> DIRECTIONS:
1. In the piece about Belgium, in what year is Dany Boon's new film set?
2. Carry the piece about Belgium forward from its last sentence.

> PROVIDED PASSAGE:
--- START ---

I share a distinction with Johnny Hallyday, Audrey Hepburn and a village on the Belgo-Luxembourg border which is nothing but cigarette shops on one side of the street and trees and cows on the other. I am half-Belgian.
It is very rare for anything even half-positive to be written about my half-nation. What can one say in defence of a country which, six months after an election, has still not formed a government? How can one excuse a country that owes 100 per cent of its income and yet, in mid-euro crisis, is inventing dotty ways of spending money to ease linguistic quarrels more tangled than 10 sets of Christmas tree lights?
Here, all the same, are two tributes to Belgium. The first is a survey by Britain's largest bank (a bank born in Hong Kong) and the second is a new film by the man who made the most successful French film of all time (a blond half-Algerian).
In its annual survey of the world, as seen by expats, HSBC bank declared Belgium to be the best place in the world to bring up children. Of 14 countries surveyed, Belgium came top in terms of quality of education, child care, health care, sports opportunities and the outdoor life. Britain was bottom. The United States came next to bottom. The survey did not surprise me. Expats with kids love suburbs. America and Britain may have invented the suburb but suburban culture has achieved its supreme expression in Belgium.
Parts of inner-city Brussels and Antwerp are depressed and troubled. Otherwise, most of the northern part of the country, on both sides of the linguistic divide, has become a more civilised New Jersey, with good roads, good state schools, good public transport and good state health care.
The second tribute to Belgium will come next month from an unlikely source – France. The French like to make Belgian jokes the way that the British make Irish jokes and the Irish make Kerryman jokes and, no doubt, Kerrymen make French jokes. In a new film, released on 26 January, Dany Boon, the French comedian turned film-maker, will try to make peace between the French and the Belgians. Making peace between the different kinds of Belgians is presumably beyond even him.
Mr Boon was born 44 years ago on the Franco-Belgian border at Armentières. His last film, in 2008, was an attempt to reconcile the rest of France with the Nord-Pas de Calais, the frozen wastes just south of the Channel where, in French popular imagination, alcoholic single-mothers huddle for warmth around the bottom of slag heaps. That film, Bienvenue Chez les Ch'tis, was a roaring success, smashing all French box-office records with more than 20,000,000 tickets sold. His new movie, Rien à Déclarer (Nothing to Declare) is set in 1993, when the Schengen agreement brought down the border barriers between France and Belgium.
The wonderful Belgian actor Benoît Poelvoorde plays a Belgian customs official who hates the French. Dany Boon plays a French customs official who is in love with Poelvoorde's sister. When the barriers vanish, they are yoked together in a two-man customs flying squad, a kind of Franco-Belgian Starsky and Hutch.

--- END ---

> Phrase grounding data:

--- START ---

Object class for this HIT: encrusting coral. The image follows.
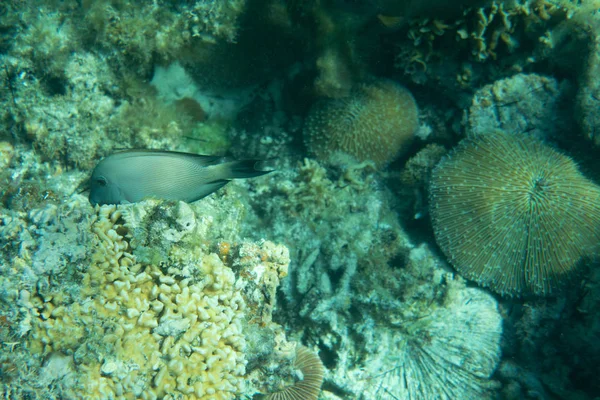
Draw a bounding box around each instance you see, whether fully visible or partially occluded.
[304,79,418,166]
[0,196,316,399]
[430,132,600,295]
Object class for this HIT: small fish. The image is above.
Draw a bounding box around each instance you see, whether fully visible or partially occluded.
[89,150,271,205]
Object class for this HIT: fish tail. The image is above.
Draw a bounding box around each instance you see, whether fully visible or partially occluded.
[223,160,273,179]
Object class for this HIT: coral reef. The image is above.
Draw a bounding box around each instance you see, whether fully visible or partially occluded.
[430,133,600,295]
[0,0,600,400]
[304,79,418,166]
[266,346,325,400]
[2,196,328,399]
[465,74,574,140]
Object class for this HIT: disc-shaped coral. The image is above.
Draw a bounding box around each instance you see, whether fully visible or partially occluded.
[304,79,418,166]
[430,133,600,295]
[367,285,502,400]
[266,346,325,400]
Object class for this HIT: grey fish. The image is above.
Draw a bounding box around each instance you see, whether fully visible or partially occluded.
[89,150,271,205]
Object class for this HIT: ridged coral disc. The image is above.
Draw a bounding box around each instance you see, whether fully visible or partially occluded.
[304,79,418,165]
[430,133,600,295]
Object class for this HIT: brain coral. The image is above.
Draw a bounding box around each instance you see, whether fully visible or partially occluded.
[304,79,418,166]
[430,133,600,295]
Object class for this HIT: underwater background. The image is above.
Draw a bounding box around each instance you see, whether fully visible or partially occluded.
[0,0,600,400]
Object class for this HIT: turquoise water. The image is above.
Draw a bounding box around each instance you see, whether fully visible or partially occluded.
[0,0,600,399]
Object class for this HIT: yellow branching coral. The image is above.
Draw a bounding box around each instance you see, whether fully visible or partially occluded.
[22,202,289,399]
[304,79,418,166]
[430,133,600,295]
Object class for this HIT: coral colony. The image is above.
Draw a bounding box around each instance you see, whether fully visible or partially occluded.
[0,0,600,400]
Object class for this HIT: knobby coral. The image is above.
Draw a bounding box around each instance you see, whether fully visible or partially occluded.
[430,133,600,295]
[304,79,418,166]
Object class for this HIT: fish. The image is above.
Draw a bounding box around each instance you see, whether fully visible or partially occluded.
[89,150,272,205]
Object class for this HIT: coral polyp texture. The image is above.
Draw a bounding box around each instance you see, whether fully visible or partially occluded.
[0,196,298,399]
[266,346,325,400]
[430,132,600,295]
[304,79,418,166]
[370,285,502,400]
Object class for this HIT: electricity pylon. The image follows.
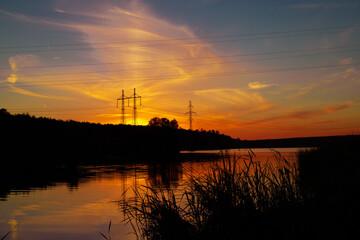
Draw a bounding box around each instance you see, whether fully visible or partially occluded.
[129,88,141,125]
[185,100,196,130]
[116,90,130,124]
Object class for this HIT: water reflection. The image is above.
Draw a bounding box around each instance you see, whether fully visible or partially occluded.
[0,152,293,240]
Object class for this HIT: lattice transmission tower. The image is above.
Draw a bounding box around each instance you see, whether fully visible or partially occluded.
[116,88,141,125]
[185,100,196,130]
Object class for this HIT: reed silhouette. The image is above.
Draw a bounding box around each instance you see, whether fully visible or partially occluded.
[119,136,360,240]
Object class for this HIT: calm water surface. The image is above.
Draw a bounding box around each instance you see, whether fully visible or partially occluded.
[0,148,298,240]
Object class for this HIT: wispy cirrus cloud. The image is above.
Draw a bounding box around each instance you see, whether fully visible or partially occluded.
[288,3,358,9]
[240,102,358,125]
[248,81,277,89]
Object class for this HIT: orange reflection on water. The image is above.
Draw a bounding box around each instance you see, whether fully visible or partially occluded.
[0,151,294,240]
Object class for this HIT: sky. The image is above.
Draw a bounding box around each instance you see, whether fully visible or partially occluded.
[0,0,360,140]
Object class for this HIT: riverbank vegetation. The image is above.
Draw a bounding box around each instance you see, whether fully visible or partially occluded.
[0,109,240,165]
[120,138,360,240]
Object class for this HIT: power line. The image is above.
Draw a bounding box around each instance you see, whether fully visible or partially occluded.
[0,26,359,49]
[2,49,360,77]
[0,27,358,53]
[0,63,360,88]
[0,45,360,70]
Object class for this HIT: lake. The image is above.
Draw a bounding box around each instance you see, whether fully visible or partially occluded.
[0,148,304,240]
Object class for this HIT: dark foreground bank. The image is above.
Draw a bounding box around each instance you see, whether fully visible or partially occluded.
[0,109,240,166]
[120,138,360,240]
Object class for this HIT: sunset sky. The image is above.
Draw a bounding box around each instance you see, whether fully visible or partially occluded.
[0,0,360,139]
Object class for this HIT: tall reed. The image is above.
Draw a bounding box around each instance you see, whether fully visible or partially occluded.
[120,152,304,240]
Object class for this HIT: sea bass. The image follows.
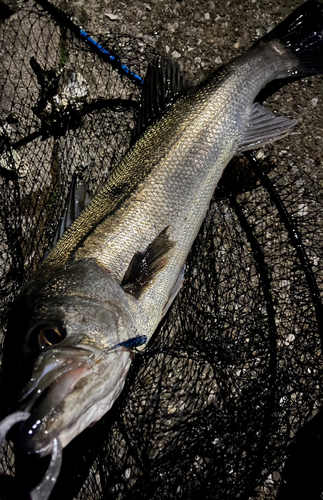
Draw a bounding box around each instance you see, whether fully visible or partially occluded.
[3,1,323,455]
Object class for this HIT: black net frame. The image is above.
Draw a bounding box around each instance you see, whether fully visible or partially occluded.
[0,1,323,499]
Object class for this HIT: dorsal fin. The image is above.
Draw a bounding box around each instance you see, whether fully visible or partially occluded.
[45,173,94,257]
[132,56,192,144]
[121,226,175,298]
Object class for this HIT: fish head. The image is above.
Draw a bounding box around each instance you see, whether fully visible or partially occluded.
[5,259,139,456]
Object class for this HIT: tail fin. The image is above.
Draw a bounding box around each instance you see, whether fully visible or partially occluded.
[259,0,323,76]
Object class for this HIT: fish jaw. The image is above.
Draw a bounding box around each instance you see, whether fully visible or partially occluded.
[18,347,131,456]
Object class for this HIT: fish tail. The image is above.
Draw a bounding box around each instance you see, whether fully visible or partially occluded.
[256,0,323,77]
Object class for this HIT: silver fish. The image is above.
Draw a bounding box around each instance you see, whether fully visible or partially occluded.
[4,1,323,455]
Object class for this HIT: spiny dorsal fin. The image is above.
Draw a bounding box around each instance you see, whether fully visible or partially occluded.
[50,173,94,249]
[121,227,175,298]
[132,56,192,143]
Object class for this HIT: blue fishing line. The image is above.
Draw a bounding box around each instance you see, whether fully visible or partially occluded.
[80,29,144,85]
[34,0,144,86]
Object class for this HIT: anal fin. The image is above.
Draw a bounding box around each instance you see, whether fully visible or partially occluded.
[163,264,186,317]
[238,102,297,153]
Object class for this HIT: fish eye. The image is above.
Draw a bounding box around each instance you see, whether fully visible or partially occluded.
[38,326,65,348]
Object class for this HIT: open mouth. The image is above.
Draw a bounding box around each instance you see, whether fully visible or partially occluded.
[13,344,132,456]
[17,348,95,455]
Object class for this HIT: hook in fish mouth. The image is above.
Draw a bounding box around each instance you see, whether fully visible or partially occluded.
[12,344,132,456]
[0,411,63,500]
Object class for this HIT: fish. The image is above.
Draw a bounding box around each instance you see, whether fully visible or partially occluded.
[0,0,323,456]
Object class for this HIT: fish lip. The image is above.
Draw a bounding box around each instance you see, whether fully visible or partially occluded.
[16,345,131,456]
[17,346,97,456]
[14,346,97,411]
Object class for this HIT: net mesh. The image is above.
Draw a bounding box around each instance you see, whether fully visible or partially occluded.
[0,1,323,499]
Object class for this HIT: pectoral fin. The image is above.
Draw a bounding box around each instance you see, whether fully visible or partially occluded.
[238,102,297,153]
[121,227,175,298]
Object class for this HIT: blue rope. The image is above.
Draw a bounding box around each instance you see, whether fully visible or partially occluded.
[34,0,144,86]
[80,29,144,85]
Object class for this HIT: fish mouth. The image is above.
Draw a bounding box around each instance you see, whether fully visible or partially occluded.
[16,346,131,456]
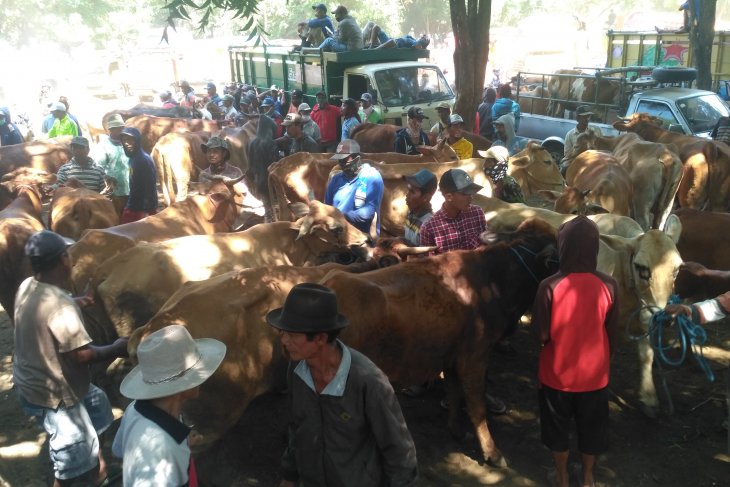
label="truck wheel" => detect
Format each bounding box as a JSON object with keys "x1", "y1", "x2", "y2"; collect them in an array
[{"x1": 651, "y1": 67, "x2": 697, "y2": 83}]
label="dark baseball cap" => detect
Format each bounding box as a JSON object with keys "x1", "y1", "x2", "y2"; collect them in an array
[
  {"x1": 25, "y1": 230, "x2": 74, "y2": 262},
  {"x1": 403, "y1": 169, "x2": 436, "y2": 193},
  {"x1": 439, "y1": 169, "x2": 482, "y2": 195},
  {"x1": 408, "y1": 107, "x2": 428, "y2": 120}
]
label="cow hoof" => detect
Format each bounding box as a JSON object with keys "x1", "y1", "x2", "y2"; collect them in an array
[
  {"x1": 487, "y1": 452, "x2": 507, "y2": 468},
  {"x1": 639, "y1": 402, "x2": 659, "y2": 419}
]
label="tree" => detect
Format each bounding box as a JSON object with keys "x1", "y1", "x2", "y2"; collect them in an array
[
  {"x1": 449, "y1": 0, "x2": 492, "y2": 129},
  {"x1": 689, "y1": 0, "x2": 719, "y2": 90}
]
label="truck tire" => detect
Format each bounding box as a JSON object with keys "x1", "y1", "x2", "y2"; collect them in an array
[{"x1": 651, "y1": 67, "x2": 697, "y2": 83}]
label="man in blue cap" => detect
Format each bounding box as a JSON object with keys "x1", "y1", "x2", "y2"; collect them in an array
[{"x1": 120, "y1": 127, "x2": 157, "y2": 223}]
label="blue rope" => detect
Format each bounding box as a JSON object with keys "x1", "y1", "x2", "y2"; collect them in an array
[{"x1": 649, "y1": 295, "x2": 715, "y2": 382}]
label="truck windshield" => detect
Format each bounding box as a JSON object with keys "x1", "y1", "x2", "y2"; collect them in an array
[
  {"x1": 677, "y1": 94, "x2": 728, "y2": 134},
  {"x1": 375, "y1": 66, "x2": 454, "y2": 107}
]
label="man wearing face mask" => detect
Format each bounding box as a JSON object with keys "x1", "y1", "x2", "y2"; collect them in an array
[
  {"x1": 0, "y1": 107, "x2": 25, "y2": 146},
  {"x1": 324, "y1": 139, "x2": 383, "y2": 236},
  {"x1": 395, "y1": 107, "x2": 428, "y2": 156}
]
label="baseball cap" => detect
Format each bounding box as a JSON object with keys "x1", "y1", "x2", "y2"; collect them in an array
[
  {"x1": 200, "y1": 137, "x2": 230, "y2": 154},
  {"x1": 71, "y1": 136, "x2": 89, "y2": 149},
  {"x1": 281, "y1": 113, "x2": 302, "y2": 127},
  {"x1": 449, "y1": 113, "x2": 464, "y2": 125},
  {"x1": 330, "y1": 139, "x2": 360, "y2": 160},
  {"x1": 403, "y1": 169, "x2": 436, "y2": 193},
  {"x1": 439, "y1": 169, "x2": 482, "y2": 195},
  {"x1": 408, "y1": 107, "x2": 427, "y2": 120},
  {"x1": 25, "y1": 230, "x2": 74, "y2": 263}
]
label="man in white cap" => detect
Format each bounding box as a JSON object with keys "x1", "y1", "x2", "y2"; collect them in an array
[
  {"x1": 93, "y1": 113, "x2": 129, "y2": 216},
  {"x1": 48, "y1": 101, "x2": 79, "y2": 139},
  {"x1": 266, "y1": 283, "x2": 418, "y2": 487},
  {"x1": 13, "y1": 230, "x2": 127, "y2": 487},
  {"x1": 324, "y1": 139, "x2": 384, "y2": 237},
  {"x1": 112, "y1": 325, "x2": 226, "y2": 487},
  {"x1": 299, "y1": 102, "x2": 321, "y2": 143}
]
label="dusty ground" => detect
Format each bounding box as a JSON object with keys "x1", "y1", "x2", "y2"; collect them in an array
[{"x1": 0, "y1": 313, "x2": 730, "y2": 487}]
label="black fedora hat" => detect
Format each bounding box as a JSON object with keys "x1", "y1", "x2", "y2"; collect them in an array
[{"x1": 266, "y1": 283, "x2": 347, "y2": 333}]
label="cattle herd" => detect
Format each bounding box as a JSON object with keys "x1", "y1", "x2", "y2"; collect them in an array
[{"x1": 0, "y1": 107, "x2": 730, "y2": 472}]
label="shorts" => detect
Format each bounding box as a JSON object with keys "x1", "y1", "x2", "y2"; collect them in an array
[
  {"x1": 538, "y1": 384, "x2": 608, "y2": 455},
  {"x1": 19, "y1": 384, "x2": 114, "y2": 480}
]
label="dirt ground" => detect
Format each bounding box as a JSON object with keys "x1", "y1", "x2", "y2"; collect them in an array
[{"x1": 0, "y1": 304, "x2": 730, "y2": 487}]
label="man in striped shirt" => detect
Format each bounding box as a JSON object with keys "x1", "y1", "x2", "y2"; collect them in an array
[{"x1": 56, "y1": 137, "x2": 106, "y2": 193}]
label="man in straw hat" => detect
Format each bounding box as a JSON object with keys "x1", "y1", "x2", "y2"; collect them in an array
[
  {"x1": 266, "y1": 283, "x2": 418, "y2": 487},
  {"x1": 13, "y1": 230, "x2": 127, "y2": 487},
  {"x1": 112, "y1": 325, "x2": 226, "y2": 487},
  {"x1": 93, "y1": 113, "x2": 129, "y2": 216}
]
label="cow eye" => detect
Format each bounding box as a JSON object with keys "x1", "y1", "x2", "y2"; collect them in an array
[{"x1": 634, "y1": 264, "x2": 651, "y2": 281}]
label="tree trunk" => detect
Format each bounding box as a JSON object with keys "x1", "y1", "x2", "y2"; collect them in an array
[
  {"x1": 449, "y1": 0, "x2": 492, "y2": 131},
  {"x1": 689, "y1": 0, "x2": 717, "y2": 90}
]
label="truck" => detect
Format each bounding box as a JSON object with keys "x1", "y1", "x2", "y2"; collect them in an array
[
  {"x1": 228, "y1": 46, "x2": 456, "y2": 126},
  {"x1": 516, "y1": 31, "x2": 730, "y2": 160}
]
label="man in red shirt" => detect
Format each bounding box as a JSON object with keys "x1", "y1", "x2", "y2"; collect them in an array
[
  {"x1": 312, "y1": 91, "x2": 341, "y2": 153},
  {"x1": 532, "y1": 215, "x2": 619, "y2": 487}
]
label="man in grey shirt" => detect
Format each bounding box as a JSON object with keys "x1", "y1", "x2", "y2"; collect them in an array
[{"x1": 319, "y1": 5, "x2": 363, "y2": 52}]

--- END ---

> ANSWERS BY ITEM:
1. 1993

2.
The results are more hilarious than the "Ch'tis" movie, which was, in all honesty, an over-extended TV sketch with one joke. Mr Boon says that his intention is to fight petty prejudice with humour and turn clichés inside out. At one point, Poelwoorde's Belgian customs man says: "It's not that I detest the French. It's merely that the French are detestable." Equally, one might say: "There is nothing wrong with Belgians. It is merely Belgium – its divided political system, its malignantly and selfishly quarrelsome politicians – which is a bit of a nuisance."
Johnny the Indestructible has a busy year in prospect
My fellow half-Belgian Johnny Hallyday is about to make his latest comeback – this time from the dead. Twelve months after a near-death experience in Los Angeles last Christmas, Johnny, 67, sang in a couple of guest appearances on stage this month. He has a new album coming out in March. He starts a two-year, 10-stadium tour in November. In October, he will appear on the Paris stage for the first time, in an obscure Tennessee Williams play, Kingdom of Earth.
Johnny's artificially induced coma in a Los Angeles clinic last December was said at the time to have been caused by severe complications from an operation on a slipped disc. It has since been alleged that the American doctors were obliged to put him under because of his "incredible" alcohol intake. They feared that he would react badly to severance from the booze while in hospital.
The truth should emerge eventually. The indestructible Johnny has written his autobiography. He has insisted, however, that it should not appear in his lifetime. It would therefore be rash to expect publication any time soon.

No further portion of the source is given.